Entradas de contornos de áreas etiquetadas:
★ ★ ★ ★ ★ ★ ★

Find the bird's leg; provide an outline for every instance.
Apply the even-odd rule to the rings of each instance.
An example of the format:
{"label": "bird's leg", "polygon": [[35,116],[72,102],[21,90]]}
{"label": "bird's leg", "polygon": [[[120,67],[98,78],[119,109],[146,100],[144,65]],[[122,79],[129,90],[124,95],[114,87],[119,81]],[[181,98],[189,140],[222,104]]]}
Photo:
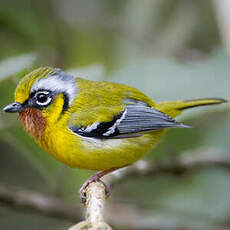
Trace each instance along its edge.
{"label": "bird's leg", "polygon": [[84,184],[81,186],[79,193],[80,193],[80,198],[82,200],[82,202],[85,201],[86,199],[86,195],[85,195],[85,189],[87,188],[87,186],[92,183],[92,182],[96,182],[96,181],[100,181],[104,186],[105,186],[105,194],[106,194],[106,198],[109,197],[110,195],[110,186],[109,184],[106,184],[105,182],[103,182],[101,180],[101,178],[105,175],[107,175],[108,173],[114,172],[117,169],[120,169],[120,167],[114,167],[111,169],[107,169],[107,170],[103,170],[103,171],[99,171],[96,174],[94,174],[93,176],[91,176],[89,179],[87,179]]}

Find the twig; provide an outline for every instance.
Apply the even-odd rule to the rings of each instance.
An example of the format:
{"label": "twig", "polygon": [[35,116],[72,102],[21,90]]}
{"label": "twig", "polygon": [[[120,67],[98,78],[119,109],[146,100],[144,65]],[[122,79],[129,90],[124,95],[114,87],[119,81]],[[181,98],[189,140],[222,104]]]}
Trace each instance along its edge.
{"label": "twig", "polygon": [[112,230],[104,221],[105,188],[101,182],[93,182],[86,189],[86,220],[69,230]]}
{"label": "twig", "polygon": [[[197,153],[201,154],[198,155]],[[153,177],[161,174],[181,176],[186,172],[193,172],[194,170],[209,167],[221,167],[230,170],[230,157],[223,155],[218,150],[199,150],[197,153],[190,152],[184,154],[174,164],[166,162],[161,165],[154,165],[146,161],[140,161],[132,167],[120,170],[119,173],[110,174],[105,179],[114,184],[123,181],[128,176]],[[166,226],[167,221],[162,222],[162,220],[155,218],[152,212],[140,210],[137,207],[133,208],[124,204],[110,205],[107,212],[104,213],[104,186],[99,182],[91,183],[87,188],[86,194],[86,220],[73,226],[70,230],[83,229],[83,227],[84,229],[111,230],[111,227],[104,222],[104,214],[109,223],[119,228],[142,230],[164,230],[169,228],[169,226]],[[32,210],[42,215],[70,220],[72,222],[76,222],[81,218],[79,206],[67,204],[56,197],[12,186],[0,185],[0,203],[8,207]],[[123,218],[124,216],[125,218]],[[190,229],[189,226],[179,227]],[[212,227],[213,229],[224,229],[221,226],[217,228],[215,224]],[[178,226],[171,225],[170,229],[178,229]]]}

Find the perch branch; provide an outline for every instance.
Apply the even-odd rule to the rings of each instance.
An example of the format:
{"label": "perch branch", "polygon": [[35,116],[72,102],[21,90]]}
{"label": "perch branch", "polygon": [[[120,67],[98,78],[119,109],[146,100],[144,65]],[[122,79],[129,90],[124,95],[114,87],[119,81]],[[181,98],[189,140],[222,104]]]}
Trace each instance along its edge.
{"label": "perch branch", "polygon": [[[123,181],[128,176],[154,177],[162,174],[181,176],[187,172],[209,167],[230,169],[230,157],[223,155],[217,150],[209,149],[205,152],[197,152],[199,152],[199,155],[195,152],[184,154],[178,158],[175,163],[166,162],[161,165],[155,165],[146,161],[140,161],[134,164],[134,166],[112,173],[104,179],[115,184]],[[111,229],[104,222],[104,214],[106,219],[109,220],[109,223],[119,228],[142,230],[167,229],[164,221],[162,222],[162,220],[155,218],[152,212],[139,210],[137,207],[133,208],[124,204],[112,204],[109,209],[104,212],[104,187],[99,182],[91,183],[88,186],[86,196],[86,221],[80,222],[78,225],[70,228],[70,230],[82,229],[76,227],[86,226],[86,224],[88,228],[85,229],[92,229],[92,226],[95,226],[95,224],[99,227],[103,226],[103,229]],[[0,204],[14,209],[31,210],[45,216],[69,220],[75,223],[81,219],[80,207],[77,205],[67,204],[56,197],[42,195],[12,186],[0,185]],[[122,218],[124,216],[125,218]],[[183,227],[185,228],[186,226]],[[170,229],[178,229],[178,226],[175,228],[170,226]]]}
{"label": "perch branch", "polygon": [[112,230],[104,221],[105,188],[101,182],[90,183],[86,189],[86,220],[69,230]]}

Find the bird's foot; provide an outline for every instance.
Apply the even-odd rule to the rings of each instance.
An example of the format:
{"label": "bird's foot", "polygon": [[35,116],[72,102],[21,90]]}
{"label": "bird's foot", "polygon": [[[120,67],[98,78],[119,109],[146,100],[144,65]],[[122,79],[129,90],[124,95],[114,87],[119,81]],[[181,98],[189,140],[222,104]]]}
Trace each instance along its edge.
{"label": "bird's foot", "polygon": [[80,198],[81,198],[82,203],[85,203],[85,201],[86,201],[86,188],[92,182],[101,182],[105,187],[105,196],[106,196],[106,198],[108,198],[109,195],[110,195],[110,185],[105,183],[104,181],[102,181],[100,179],[100,175],[95,174],[95,175],[91,176],[89,179],[87,179],[84,182],[84,184],[81,186],[80,190],[79,190],[79,194],[80,194]]}
{"label": "bird's foot", "polygon": [[85,203],[85,201],[86,201],[86,188],[88,187],[88,185],[90,183],[96,182],[96,181],[101,182],[104,185],[105,196],[106,196],[106,198],[108,198],[110,195],[110,186],[109,186],[109,184],[106,184],[104,181],[102,181],[101,177],[107,175],[108,173],[114,172],[117,169],[119,169],[119,168],[110,168],[110,169],[107,169],[104,171],[99,171],[95,175],[91,176],[88,180],[86,180],[79,190],[82,203]]}

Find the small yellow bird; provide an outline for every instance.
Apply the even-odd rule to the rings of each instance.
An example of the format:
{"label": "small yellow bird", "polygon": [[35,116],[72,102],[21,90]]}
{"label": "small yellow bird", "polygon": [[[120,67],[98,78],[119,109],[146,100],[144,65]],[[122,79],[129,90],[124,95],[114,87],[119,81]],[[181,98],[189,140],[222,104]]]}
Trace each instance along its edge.
{"label": "small yellow bird", "polygon": [[148,153],[167,128],[190,127],[174,120],[183,110],[223,102],[210,98],[155,103],[126,85],[42,67],[19,82],[15,102],[3,111],[18,112],[25,130],[64,164],[102,170],[83,184],[83,196],[90,182]]}

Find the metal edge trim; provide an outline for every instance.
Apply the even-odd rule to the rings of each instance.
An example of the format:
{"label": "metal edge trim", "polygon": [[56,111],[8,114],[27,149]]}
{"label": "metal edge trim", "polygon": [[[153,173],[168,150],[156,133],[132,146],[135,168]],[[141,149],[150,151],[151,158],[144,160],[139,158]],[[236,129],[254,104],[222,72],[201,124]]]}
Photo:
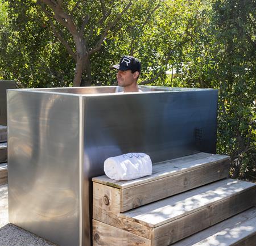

★ ★ ★ ★ ★ ★ ★

TAREA
Filtra los registros y copia cada línea que contenga la cadena "metal". Se distinguen mayúsculas de minúsculas.

RESULTADO
Find the metal edge trim; provide an outline for every instance.
{"label": "metal edge trim", "polygon": [[56,111],[8,114],[27,149]]}
{"label": "metal edge trim", "polygon": [[[153,173],[168,150],[156,133],[132,146],[135,168]],[[141,149],[150,151],[151,158],[144,160],[139,158]],[[236,129],[254,104],[222,72],[201,124]]]}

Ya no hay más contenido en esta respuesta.